◆ Task details
Copy every line of the material below verbatim, changing nothing.

(Coordinate labeling data)

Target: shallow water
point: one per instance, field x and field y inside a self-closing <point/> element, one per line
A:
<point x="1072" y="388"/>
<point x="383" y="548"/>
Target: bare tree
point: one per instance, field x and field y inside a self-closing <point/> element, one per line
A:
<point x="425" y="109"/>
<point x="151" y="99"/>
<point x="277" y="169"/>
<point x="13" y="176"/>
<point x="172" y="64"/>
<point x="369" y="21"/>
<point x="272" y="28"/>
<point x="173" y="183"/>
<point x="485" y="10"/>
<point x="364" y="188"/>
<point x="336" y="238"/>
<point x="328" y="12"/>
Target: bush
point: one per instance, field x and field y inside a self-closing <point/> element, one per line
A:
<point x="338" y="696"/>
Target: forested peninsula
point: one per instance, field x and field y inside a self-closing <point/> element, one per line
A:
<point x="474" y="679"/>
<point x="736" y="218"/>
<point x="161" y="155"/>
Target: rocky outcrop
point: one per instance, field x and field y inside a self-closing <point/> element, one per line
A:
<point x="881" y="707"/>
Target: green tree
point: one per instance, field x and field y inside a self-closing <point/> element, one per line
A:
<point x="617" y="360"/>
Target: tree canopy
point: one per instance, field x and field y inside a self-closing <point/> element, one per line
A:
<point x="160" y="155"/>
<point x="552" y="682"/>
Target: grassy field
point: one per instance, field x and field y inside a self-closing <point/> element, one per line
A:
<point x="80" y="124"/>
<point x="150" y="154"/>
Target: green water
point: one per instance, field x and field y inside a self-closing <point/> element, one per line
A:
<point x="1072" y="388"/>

◆ Task response
Target: shallow water
point: one per instance, field x and field y inside a self-closing <point/> element, one per line
A:
<point x="1072" y="388"/>
<point x="383" y="548"/>
Target: bare tree
point: one per instance, field x and field y inside a self-closing <point/> element, one per line
A:
<point x="425" y="109"/>
<point x="151" y="99"/>
<point x="277" y="169"/>
<point x="13" y="176"/>
<point x="172" y="64"/>
<point x="369" y="21"/>
<point x="272" y="28"/>
<point x="173" y="183"/>
<point x="485" y="10"/>
<point x="364" y="188"/>
<point x="336" y="238"/>
<point x="328" y="12"/>
Target: bush
point: one per instance, field x and field y inside a self-closing <point/> element, one per line
A:
<point x="338" y="696"/>
Target: forested peninsula
point: one per instance, field x and field y inside a self-closing <point/> element, one per line
A:
<point x="474" y="679"/>
<point x="736" y="218"/>
<point x="161" y="155"/>
Target: rocky outcrop
point: one per instance, field x and field y inside a self-closing <point/> element, one per line
A:
<point x="881" y="707"/>
Target: green tree
point: one per instance, field x and field y inside a self-closing <point/> element, one per line
A:
<point x="617" y="360"/>
Target: tree canopy
point: one per instance, field x and field y inside a self-closing <point/> element, one per line
A:
<point x="160" y="155"/>
<point x="552" y="682"/>
Target: grassy field
point: one per instance, field x and field y inside a self-closing <point/> element, one per line
A:
<point x="80" y="124"/>
<point x="150" y="154"/>
Target: green water
point: one per instance, field x and field y inside a self-closing <point/> element, one per line
A:
<point x="1072" y="388"/>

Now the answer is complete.